### Exercise description
Return only the lines of the listing below that run from the line with "TASK = identify one point per instance of the green leaf" through the line with "TARGET = foliage", both ends included, exactly as written.
● ● ● ● ● ● ●
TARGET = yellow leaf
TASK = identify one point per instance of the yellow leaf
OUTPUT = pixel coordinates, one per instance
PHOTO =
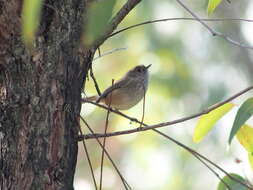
(207, 121)
(245, 137)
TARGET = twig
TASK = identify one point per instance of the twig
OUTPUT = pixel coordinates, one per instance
(195, 153)
(126, 185)
(214, 33)
(178, 143)
(179, 18)
(143, 106)
(148, 127)
(88, 157)
(106, 127)
(116, 20)
(108, 53)
(94, 80)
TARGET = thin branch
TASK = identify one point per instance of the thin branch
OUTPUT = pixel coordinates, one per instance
(88, 157)
(213, 32)
(106, 127)
(126, 185)
(148, 127)
(94, 80)
(182, 145)
(108, 53)
(116, 20)
(195, 153)
(178, 18)
(143, 106)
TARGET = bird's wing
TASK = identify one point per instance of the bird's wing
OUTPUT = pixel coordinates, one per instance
(107, 91)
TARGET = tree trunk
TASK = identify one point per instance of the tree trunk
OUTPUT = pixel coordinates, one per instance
(40, 97)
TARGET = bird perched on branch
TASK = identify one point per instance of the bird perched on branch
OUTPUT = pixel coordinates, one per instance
(126, 92)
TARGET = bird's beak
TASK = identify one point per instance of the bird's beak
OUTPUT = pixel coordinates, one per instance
(148, 66)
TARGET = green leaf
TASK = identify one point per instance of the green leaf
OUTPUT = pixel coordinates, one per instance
(207, 121)
(99, 15)
(245, 137)
(30, 20)
(234, 185)
(250, 157)
(243, 114)
(212, 4)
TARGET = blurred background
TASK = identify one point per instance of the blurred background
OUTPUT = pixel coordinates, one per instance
(190, 71)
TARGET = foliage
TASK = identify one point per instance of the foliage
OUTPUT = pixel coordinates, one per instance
(30, 20)
(207, 121)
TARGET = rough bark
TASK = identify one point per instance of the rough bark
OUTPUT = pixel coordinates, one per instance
(40, 97)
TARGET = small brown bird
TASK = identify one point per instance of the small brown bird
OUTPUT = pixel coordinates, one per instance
(126, 92)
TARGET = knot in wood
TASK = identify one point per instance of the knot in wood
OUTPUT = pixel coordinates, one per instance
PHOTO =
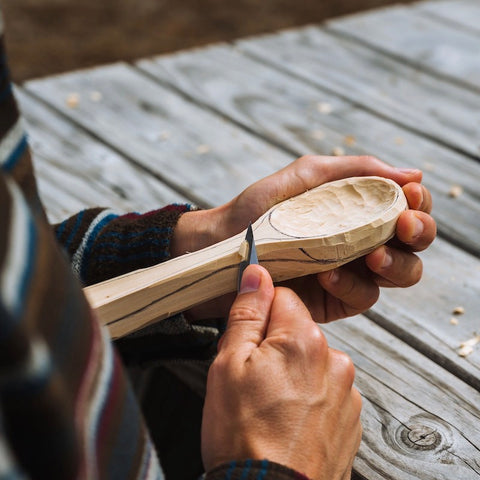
(421, 437)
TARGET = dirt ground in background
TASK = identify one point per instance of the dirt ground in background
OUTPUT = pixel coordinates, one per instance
(50, 36)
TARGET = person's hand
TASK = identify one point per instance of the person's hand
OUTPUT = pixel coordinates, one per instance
(347, 290)
(277, 391)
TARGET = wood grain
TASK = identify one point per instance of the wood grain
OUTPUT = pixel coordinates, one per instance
(286, 111)
(419, 39)
(458, 13)
(318, 230)
(400, 93)
(190, 149)
(76, 171)
(419, 421)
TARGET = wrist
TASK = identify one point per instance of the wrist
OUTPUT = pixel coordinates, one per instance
(196, 230)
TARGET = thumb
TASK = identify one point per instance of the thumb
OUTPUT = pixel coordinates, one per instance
(250, 312)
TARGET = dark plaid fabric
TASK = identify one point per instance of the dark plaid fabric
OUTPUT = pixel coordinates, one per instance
(67, 410)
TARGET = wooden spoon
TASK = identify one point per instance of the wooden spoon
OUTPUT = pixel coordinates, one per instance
(316, 231)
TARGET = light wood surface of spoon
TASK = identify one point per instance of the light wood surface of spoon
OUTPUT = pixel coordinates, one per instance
(316, 231)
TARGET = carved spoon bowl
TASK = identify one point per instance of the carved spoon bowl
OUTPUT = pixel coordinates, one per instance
(318, 230)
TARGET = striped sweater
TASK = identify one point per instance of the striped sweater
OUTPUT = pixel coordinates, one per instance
(67, 410)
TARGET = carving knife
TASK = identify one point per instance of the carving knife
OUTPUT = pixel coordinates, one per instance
(249, 253)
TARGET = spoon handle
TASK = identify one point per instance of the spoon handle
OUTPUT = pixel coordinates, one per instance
(316, 231)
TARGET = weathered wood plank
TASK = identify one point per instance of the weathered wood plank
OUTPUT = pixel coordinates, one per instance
(198, 153)
(465, 13)
(412, 36)
(340, 221)
(420, 422)
(75, 171)
(398, 92)
(289, 112)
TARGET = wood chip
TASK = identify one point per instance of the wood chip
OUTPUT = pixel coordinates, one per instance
(202, 149)
(338, 151)
(165, 135)
(318, 134)
(73, 99)
(95, 96)
(455, 191)
(324, 107)
(471, 342)
(466, 348)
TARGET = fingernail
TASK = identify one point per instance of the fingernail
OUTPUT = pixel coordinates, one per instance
(334, 276)
(387, 259)
(250, 280)
(408, 170)
(417, 228)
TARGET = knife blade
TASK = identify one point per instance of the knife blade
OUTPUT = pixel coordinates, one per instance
(250, 255)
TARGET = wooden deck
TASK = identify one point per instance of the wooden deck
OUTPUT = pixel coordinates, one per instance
(401, 83)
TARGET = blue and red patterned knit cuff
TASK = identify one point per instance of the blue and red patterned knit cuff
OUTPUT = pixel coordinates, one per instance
(102, 244)
(253, 470)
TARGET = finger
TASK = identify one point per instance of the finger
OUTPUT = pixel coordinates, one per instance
(418, 197)
(312, 170)
(250, 311)
(350, 292)
(394, 268)
(416, 229)
(327, 169)
(291, 326)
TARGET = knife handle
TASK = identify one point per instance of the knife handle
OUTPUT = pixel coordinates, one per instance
(316, 231)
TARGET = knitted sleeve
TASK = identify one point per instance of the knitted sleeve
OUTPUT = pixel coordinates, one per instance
(66, 408)
(253, 470)
(102, 244)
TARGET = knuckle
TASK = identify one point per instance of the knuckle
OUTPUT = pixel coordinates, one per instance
(357, 402)
(368, 160)
(345, 366)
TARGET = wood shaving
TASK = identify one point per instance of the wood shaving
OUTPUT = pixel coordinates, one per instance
(202, 149)
(455, 191)
(338, 151)
(324, 107)
(73, 99)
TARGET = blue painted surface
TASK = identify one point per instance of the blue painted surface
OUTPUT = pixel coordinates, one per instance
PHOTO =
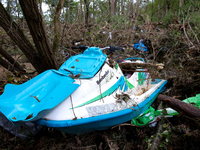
(140, 46)
(101, 122)
(36, 97)
(86, 64)
(135, 58)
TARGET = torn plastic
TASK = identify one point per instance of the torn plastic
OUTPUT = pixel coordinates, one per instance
(22, 131)
(150, 116)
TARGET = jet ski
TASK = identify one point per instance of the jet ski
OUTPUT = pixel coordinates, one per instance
(88, 92)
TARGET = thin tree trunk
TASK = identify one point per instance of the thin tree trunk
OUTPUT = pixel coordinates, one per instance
(87, 12)
(16, 34)
(56, 21)
(112, 7)
(11, 59)
(12, 65)
(36, 26)
(81, 9)
(109, 10)
(68, 12)
(122, 7)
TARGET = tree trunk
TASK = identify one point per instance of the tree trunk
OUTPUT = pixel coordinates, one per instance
(112, 7)
(11, 59)
(109, 10)
(68, 12)
(35, 24)
(16, 34)
(56, 39)
(81, 6)
(11, 65)
(87, 12)
(122, 7)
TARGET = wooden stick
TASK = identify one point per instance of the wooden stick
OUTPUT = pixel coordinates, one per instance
(180, 106)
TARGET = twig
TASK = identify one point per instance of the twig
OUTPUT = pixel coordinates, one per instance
(186, 33)
(73, 108)
(157, 139)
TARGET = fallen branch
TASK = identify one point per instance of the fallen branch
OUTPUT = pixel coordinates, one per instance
(157, 139)
(135, 65)
(180, 106)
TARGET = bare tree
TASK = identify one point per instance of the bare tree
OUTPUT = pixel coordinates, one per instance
(57, 25)
(40, 57)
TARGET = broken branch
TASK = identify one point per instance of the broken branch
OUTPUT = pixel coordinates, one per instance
(180, 106)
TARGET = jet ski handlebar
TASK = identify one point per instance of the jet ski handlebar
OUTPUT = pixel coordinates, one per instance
(111, 49)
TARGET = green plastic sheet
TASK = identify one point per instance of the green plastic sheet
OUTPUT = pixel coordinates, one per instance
(151, 115)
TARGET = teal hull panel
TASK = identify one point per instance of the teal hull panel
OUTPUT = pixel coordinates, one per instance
(101, 122)
(35, 98)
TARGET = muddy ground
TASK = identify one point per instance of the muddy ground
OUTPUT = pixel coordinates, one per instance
(179, 132)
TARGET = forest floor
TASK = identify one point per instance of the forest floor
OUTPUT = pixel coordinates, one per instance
(181, 70)
(179, 132)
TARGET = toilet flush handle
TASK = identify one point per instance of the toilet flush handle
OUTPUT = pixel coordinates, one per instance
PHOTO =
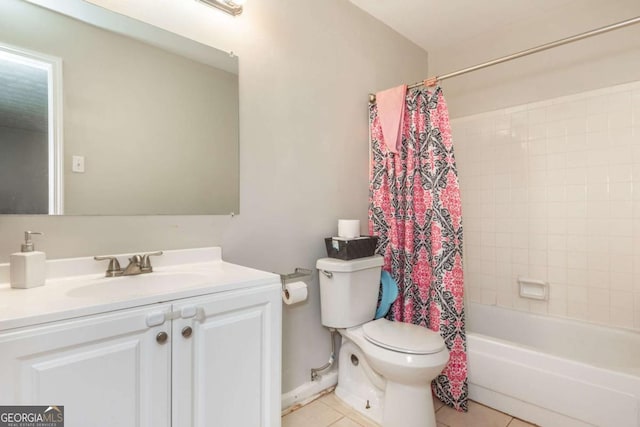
(327, 273)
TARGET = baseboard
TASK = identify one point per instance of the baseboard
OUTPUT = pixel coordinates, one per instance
(308, 391)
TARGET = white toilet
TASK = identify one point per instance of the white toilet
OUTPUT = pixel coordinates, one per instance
(385, 368)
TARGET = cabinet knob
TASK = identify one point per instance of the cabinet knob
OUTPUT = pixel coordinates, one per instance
(162, 337)
(187, 331)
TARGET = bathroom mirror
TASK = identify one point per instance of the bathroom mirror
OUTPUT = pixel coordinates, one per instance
(148, 119)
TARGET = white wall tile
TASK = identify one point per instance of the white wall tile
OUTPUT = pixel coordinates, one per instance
(551, 190)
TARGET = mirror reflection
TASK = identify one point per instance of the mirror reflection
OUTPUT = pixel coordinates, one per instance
(145, 128)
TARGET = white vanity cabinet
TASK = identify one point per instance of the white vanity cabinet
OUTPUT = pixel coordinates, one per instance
(107, 370)
(217, 365)
(226, 360)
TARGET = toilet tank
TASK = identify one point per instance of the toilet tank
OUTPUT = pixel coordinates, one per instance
(349, 290)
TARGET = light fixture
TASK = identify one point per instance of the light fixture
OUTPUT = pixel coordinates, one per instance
(232, 7)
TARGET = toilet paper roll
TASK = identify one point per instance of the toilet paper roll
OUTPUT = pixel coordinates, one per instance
(348, 228)
(294, 292)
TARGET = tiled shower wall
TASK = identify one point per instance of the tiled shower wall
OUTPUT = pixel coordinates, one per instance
(551, 191)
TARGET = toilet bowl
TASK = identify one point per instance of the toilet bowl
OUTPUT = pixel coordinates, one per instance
(385, 368)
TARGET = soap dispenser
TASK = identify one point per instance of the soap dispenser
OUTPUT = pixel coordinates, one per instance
(27, 267)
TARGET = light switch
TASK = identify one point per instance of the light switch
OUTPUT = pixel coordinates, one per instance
(77, 164)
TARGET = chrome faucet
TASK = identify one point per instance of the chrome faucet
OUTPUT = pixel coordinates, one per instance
(138, 264)
(134, 266)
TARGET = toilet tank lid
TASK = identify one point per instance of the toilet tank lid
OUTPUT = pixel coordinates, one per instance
(403, 337)
(342, 266)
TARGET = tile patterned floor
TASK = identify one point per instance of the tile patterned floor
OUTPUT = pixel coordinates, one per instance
(331, 411)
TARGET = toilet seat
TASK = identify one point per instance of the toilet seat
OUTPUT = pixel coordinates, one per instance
(403, 337)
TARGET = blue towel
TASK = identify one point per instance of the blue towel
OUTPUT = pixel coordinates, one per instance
(389, 294)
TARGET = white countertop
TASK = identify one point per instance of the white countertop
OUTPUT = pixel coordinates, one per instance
(77, 287)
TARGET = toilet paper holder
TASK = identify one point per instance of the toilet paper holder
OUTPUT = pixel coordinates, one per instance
(297, 274)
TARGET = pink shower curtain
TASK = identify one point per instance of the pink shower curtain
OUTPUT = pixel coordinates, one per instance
(415, 209)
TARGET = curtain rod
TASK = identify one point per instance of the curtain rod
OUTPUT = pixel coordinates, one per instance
(431, 81)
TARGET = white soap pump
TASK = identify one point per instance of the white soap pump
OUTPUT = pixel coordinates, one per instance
(27, 267)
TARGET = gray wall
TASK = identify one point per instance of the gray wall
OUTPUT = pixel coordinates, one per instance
(158, 131)
(306, 68)
(602, 61)
(24, 185)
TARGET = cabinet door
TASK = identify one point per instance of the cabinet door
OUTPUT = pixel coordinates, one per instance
(107, 370)
(227, 372)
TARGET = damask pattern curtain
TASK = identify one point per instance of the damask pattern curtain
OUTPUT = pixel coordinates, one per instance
(415, 209)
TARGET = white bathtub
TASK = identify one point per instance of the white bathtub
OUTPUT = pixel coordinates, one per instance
(551, 371)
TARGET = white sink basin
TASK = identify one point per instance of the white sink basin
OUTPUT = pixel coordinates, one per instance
(141, 284)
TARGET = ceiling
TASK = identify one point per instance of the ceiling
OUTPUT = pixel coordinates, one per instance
(439, 24)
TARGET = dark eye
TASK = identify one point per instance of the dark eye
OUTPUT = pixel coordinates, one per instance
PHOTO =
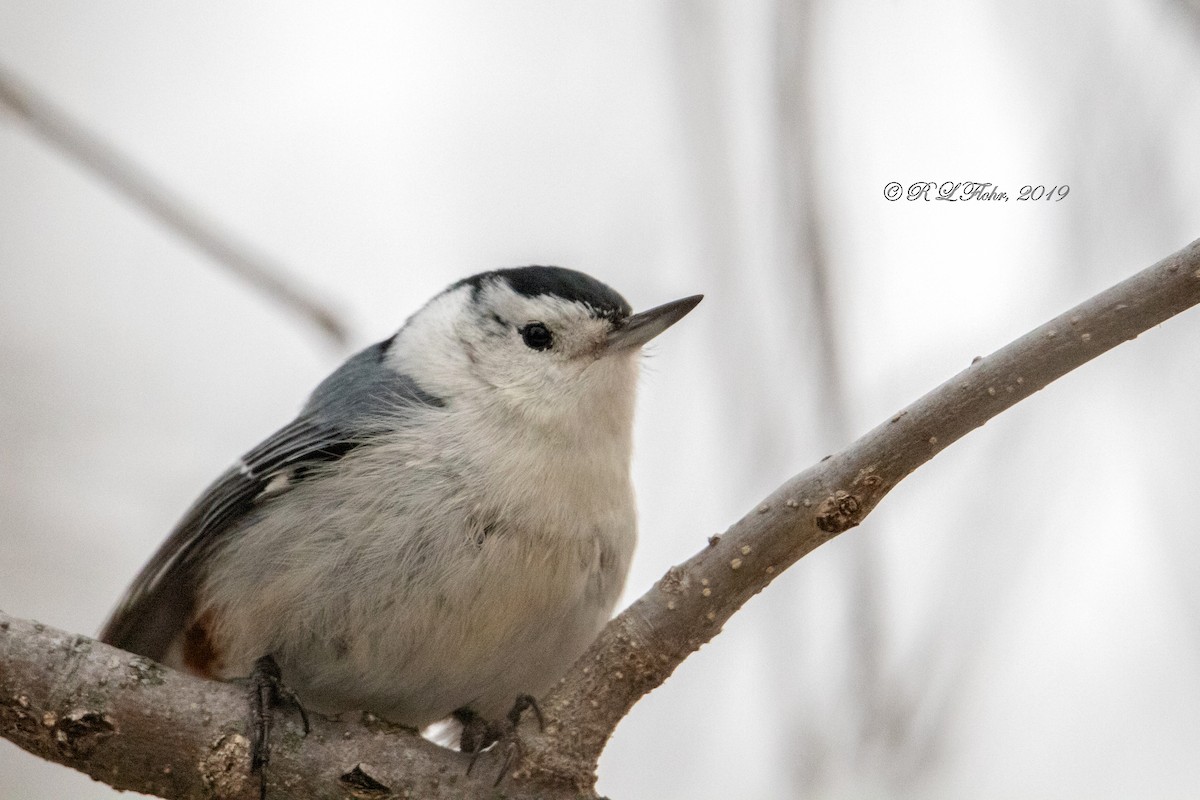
(537, 336)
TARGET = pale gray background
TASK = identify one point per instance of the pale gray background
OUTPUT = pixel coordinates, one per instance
(1020, 618)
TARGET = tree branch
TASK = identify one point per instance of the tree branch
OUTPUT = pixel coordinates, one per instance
(688, 606)
(136, 725)
(135, 182)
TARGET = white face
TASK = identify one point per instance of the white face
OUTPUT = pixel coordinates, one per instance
(541, 356)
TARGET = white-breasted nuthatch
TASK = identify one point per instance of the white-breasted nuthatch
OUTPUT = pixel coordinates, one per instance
(447, 524)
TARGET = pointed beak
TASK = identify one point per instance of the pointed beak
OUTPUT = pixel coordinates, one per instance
(637, 330)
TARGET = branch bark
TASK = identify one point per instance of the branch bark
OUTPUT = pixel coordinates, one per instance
(138, 726)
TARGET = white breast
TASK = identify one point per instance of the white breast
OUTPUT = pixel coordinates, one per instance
(423, 575)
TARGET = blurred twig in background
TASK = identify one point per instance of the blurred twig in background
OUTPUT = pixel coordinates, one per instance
(117, 169)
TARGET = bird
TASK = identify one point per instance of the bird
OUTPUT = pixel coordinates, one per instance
(442, 530)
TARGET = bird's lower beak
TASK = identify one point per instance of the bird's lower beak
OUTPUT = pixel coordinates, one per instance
(637, 330)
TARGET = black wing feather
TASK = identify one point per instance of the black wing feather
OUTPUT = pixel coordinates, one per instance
(161, 601)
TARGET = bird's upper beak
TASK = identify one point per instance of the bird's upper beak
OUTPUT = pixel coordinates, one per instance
(637, 330)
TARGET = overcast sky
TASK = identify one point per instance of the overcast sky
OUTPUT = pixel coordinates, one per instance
(1018, 620)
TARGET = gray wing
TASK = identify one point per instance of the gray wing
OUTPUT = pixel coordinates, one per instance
(361, 398)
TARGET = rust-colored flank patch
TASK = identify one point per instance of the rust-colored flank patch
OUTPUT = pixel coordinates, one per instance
(201, 654)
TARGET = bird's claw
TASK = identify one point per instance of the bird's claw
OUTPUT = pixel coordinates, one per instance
(479, 734)
(267, 691)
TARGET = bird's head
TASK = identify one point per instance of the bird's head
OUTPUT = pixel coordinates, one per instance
(544, 342)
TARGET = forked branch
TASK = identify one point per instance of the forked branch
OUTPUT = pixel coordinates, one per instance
(139, 726)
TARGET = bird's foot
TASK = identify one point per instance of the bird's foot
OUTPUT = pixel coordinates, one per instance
(267, 691)
(479, 734)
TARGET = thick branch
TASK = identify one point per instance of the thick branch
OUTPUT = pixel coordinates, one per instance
(687, 608)
(138, 726)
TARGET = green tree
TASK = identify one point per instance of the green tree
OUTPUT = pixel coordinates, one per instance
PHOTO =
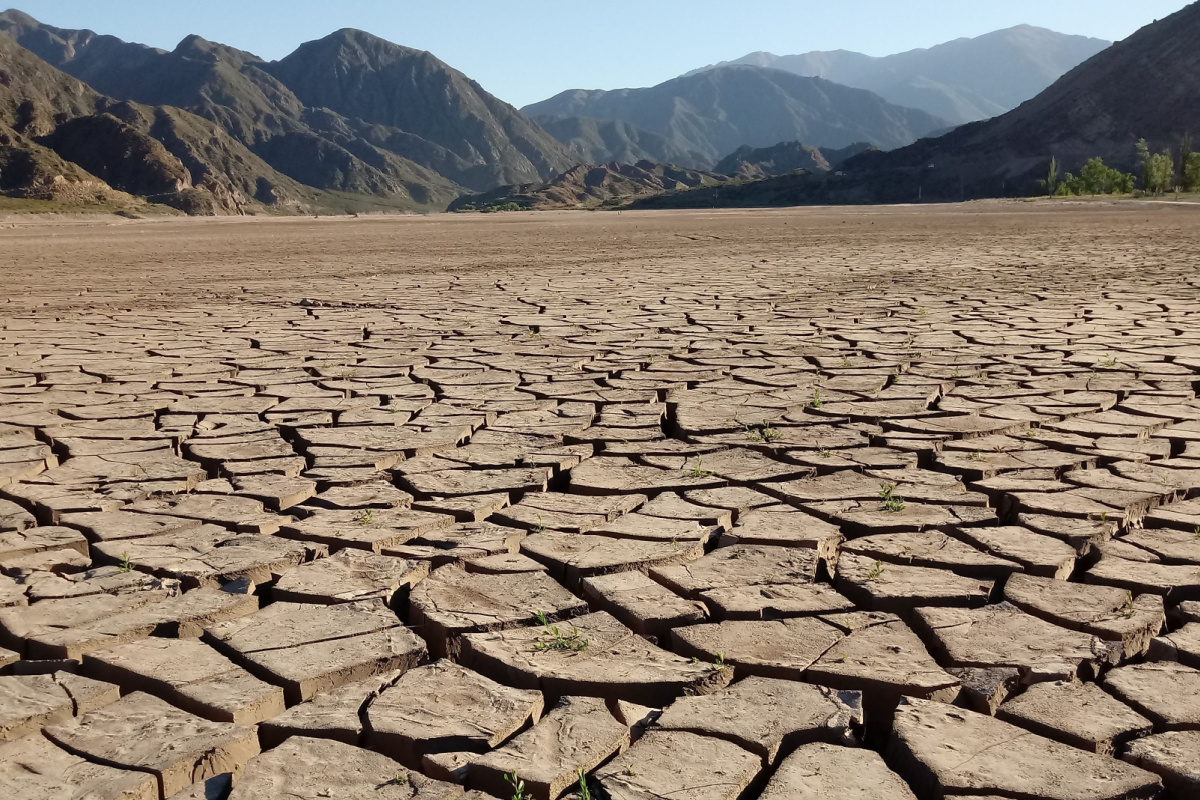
(1192, 173)
(1096, 178)
(1185, 157)
(1157, 169)
(1144, 162)
(1125, 182)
● ● ● ● ● ● ●
### Result of the exercise
TASK = identify one point per instance of the green leaf
OUTPUT = pixel coordinates, one per instance
(207, 121)
(99, 15)
(245, 137)
(30, 20)
(234, 185)
(250, 157)
(243, 114)
(212, 4)
TARGET = blurred background
TASK = identify one point per instance of the blurred background
OUTPUT = pixel coordinates, one per instance
(190, 71)
TARGET = foliage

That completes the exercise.